→ Problem requirements
Using the data beneath this instruction, retype only the lines from the one that contains "Target: stainless steel dishwasher" down to the one that contains "of the cabinet", both included, exactly as they appear.

[Items from a data source]
----------------------------------------
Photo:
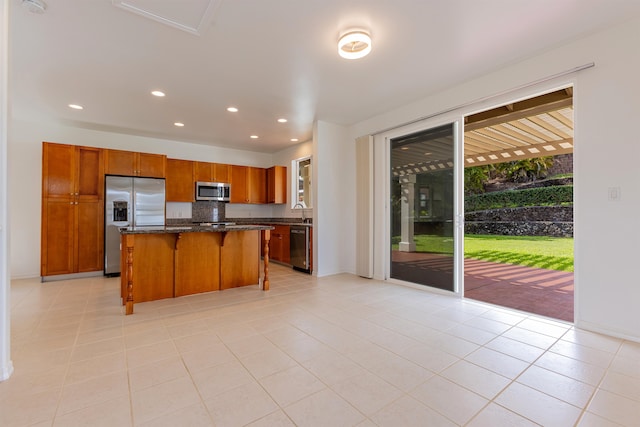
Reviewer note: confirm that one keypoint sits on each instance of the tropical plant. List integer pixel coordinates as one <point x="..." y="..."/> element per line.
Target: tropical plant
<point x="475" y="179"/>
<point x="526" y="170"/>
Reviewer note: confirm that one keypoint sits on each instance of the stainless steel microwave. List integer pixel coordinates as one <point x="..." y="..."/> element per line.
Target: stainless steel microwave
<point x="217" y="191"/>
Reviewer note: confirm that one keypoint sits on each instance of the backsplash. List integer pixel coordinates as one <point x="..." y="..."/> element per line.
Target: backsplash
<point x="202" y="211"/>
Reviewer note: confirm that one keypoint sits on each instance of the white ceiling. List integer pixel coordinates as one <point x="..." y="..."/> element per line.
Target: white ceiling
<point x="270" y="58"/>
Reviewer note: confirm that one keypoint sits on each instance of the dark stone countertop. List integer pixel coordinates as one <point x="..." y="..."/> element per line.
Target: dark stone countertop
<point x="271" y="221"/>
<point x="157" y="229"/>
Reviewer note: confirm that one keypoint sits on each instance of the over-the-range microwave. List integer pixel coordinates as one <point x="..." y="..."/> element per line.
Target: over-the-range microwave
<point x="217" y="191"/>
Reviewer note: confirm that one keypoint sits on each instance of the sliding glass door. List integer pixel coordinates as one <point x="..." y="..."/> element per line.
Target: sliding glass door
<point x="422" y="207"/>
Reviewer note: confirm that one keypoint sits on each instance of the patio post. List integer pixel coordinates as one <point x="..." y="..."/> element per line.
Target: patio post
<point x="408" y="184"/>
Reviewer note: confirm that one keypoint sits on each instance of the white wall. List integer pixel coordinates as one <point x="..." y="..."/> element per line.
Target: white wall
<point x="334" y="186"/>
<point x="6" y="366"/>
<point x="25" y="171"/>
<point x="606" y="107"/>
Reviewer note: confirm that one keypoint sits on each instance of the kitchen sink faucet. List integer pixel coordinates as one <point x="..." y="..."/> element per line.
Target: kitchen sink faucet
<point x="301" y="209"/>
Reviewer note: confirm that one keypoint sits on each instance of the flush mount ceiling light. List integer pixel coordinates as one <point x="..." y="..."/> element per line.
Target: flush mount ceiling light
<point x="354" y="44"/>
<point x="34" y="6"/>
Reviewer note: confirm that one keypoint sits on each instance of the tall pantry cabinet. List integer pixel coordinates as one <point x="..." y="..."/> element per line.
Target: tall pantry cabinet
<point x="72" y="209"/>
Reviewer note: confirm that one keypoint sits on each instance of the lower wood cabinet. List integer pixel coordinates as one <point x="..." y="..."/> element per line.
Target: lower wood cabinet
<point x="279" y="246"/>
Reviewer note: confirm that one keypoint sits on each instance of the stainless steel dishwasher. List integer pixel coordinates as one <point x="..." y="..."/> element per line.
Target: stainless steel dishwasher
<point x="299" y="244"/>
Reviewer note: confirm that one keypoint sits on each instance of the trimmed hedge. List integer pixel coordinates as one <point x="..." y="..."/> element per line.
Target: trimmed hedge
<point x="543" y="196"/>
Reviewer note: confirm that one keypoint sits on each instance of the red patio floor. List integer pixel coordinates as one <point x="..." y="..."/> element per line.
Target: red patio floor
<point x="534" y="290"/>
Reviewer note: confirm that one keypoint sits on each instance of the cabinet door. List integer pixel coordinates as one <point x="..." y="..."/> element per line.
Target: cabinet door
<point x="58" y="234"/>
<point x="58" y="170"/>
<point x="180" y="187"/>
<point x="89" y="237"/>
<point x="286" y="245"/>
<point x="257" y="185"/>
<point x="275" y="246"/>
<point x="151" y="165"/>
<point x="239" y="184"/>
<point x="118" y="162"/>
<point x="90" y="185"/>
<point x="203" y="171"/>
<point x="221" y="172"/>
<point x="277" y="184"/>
----------------------------------------
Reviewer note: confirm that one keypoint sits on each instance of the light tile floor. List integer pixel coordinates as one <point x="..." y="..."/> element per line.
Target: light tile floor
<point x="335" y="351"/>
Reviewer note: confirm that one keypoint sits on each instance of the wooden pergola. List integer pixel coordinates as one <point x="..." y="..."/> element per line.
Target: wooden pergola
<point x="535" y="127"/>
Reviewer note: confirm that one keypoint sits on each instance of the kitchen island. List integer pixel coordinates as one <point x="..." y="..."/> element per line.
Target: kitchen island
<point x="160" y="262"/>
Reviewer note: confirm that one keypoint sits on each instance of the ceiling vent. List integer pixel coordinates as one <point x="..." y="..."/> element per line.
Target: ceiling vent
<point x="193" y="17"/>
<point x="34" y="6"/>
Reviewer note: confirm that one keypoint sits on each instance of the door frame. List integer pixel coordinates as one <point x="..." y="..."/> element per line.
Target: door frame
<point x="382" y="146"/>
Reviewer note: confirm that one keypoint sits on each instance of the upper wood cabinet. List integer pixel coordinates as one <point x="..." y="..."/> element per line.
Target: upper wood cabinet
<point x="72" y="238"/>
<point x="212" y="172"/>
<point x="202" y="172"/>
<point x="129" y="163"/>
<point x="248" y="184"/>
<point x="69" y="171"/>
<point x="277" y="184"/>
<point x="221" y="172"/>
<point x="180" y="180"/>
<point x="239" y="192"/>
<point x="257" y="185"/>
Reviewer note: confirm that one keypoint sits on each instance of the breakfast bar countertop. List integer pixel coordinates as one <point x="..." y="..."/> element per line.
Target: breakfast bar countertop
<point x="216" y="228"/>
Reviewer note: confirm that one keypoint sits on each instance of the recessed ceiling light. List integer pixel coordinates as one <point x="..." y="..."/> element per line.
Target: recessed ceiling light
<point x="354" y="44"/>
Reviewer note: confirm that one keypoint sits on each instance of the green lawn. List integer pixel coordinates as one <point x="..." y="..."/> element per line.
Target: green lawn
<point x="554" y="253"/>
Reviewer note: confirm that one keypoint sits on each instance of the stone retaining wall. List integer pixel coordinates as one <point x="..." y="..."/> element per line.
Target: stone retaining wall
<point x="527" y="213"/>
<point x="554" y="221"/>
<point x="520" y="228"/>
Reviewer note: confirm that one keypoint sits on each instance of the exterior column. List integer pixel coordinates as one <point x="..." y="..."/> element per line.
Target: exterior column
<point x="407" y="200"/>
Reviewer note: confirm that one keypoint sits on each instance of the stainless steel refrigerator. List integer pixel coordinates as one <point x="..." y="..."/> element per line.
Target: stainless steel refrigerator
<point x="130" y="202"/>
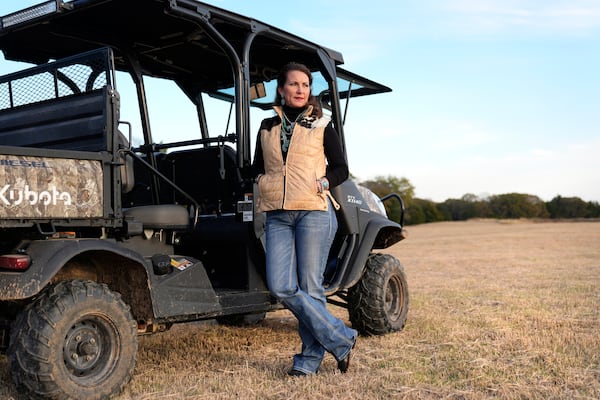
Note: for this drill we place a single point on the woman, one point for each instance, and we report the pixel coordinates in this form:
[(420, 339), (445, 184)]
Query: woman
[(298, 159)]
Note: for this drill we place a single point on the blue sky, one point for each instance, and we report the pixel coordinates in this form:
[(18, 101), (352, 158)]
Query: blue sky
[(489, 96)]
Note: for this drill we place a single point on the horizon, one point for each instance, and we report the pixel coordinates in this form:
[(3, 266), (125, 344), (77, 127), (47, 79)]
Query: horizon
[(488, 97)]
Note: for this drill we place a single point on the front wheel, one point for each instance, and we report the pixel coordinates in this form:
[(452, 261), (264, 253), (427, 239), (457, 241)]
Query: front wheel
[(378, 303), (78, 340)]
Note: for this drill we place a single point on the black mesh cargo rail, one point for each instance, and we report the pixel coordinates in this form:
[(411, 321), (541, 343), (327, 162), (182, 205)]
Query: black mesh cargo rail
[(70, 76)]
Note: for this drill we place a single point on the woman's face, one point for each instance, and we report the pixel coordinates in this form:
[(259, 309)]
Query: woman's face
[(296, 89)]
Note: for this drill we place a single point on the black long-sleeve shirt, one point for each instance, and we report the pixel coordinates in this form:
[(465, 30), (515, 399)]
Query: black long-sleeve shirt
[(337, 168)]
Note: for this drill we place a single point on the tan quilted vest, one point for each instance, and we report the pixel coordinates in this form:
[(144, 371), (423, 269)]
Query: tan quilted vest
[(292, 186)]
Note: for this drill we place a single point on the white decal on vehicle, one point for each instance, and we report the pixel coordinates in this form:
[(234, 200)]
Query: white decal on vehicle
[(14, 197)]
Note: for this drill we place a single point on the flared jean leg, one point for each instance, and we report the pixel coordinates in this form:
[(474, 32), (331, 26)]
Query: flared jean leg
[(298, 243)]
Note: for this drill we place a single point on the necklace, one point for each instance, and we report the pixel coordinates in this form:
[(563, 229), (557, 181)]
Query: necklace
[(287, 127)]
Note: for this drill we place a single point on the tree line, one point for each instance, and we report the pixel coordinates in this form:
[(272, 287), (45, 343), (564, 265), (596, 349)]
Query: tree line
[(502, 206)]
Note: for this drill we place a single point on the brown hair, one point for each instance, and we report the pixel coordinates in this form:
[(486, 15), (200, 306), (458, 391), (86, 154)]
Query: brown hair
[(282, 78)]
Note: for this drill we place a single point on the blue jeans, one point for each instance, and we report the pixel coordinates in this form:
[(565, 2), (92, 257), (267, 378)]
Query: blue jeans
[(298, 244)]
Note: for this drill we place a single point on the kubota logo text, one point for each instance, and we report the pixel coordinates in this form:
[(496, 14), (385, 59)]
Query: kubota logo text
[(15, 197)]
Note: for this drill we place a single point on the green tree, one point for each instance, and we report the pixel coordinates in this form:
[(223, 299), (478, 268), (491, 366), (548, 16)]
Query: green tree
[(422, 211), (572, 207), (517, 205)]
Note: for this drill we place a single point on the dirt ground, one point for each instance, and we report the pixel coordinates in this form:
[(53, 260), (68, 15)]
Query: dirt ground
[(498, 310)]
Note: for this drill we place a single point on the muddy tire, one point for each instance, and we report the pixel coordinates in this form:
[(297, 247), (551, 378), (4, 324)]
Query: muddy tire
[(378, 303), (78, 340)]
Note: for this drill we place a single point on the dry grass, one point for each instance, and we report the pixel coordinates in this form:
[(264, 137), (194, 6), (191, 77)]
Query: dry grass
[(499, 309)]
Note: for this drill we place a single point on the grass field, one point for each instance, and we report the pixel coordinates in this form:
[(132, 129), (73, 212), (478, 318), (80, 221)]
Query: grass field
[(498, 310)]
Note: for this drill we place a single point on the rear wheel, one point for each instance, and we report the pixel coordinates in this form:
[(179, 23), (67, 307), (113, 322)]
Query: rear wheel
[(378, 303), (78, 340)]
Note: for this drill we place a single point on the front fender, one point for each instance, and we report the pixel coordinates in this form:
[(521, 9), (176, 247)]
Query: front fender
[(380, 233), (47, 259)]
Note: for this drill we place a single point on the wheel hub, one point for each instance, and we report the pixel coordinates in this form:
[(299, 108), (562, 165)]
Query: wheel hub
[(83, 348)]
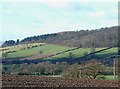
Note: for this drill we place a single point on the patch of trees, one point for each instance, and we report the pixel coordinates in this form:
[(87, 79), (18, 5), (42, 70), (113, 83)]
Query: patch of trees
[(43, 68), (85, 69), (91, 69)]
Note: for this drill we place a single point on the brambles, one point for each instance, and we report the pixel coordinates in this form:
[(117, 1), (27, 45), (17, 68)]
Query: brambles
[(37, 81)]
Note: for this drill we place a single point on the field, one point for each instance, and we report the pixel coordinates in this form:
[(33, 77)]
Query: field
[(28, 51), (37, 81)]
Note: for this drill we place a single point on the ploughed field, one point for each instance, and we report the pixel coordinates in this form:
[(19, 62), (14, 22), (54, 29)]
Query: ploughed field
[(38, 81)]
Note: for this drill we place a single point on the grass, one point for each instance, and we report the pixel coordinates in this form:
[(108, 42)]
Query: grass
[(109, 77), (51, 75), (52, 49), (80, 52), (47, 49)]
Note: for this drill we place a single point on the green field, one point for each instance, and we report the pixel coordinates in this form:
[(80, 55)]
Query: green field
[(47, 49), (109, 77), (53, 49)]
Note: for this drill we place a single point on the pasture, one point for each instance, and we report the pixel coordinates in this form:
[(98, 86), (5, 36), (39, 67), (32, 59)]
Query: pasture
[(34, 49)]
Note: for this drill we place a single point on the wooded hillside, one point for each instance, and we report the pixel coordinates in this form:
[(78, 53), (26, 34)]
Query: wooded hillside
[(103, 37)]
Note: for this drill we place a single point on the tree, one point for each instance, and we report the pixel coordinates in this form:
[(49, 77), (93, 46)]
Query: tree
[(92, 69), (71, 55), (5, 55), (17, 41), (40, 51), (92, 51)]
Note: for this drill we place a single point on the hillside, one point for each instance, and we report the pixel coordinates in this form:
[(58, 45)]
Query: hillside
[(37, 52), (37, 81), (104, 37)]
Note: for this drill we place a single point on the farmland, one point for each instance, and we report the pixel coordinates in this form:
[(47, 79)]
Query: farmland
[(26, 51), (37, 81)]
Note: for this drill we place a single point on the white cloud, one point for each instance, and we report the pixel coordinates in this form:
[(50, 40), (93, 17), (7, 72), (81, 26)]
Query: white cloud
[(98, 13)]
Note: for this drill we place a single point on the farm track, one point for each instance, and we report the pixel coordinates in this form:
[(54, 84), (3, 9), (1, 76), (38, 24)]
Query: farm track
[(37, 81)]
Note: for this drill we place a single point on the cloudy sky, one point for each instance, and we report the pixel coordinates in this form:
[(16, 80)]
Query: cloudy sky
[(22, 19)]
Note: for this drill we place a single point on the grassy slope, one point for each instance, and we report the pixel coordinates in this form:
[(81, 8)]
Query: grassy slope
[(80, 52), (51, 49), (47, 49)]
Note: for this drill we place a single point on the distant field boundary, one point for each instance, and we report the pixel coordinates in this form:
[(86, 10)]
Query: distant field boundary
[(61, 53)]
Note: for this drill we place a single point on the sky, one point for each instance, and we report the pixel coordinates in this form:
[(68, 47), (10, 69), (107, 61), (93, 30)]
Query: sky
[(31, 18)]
----------------------------------------
→ The completed task
Target: stainless steel dishwasher
<point x="299" y="244"/>
Reviewer note: confirm that one keypoint sits on each instance of the trimmed hedge. List integer pixel coordinates as one <point x="..." y="..."/> element per line.
Target: trimmed hedge
<point x="543" y="196"/>
Reviewer note: confirm that one keypoint sits on each instance of the red patio floor. List integer pixel coordinates as one <point x="..." y="..."/> element per line.
Target: red patio floor
<point x="534" y="290"/>
Reviewer note: confirm that one keypoint sits on each instance of the cabinet door. List integer pixel coordinates as one <point x="..." y="..."/> element per line.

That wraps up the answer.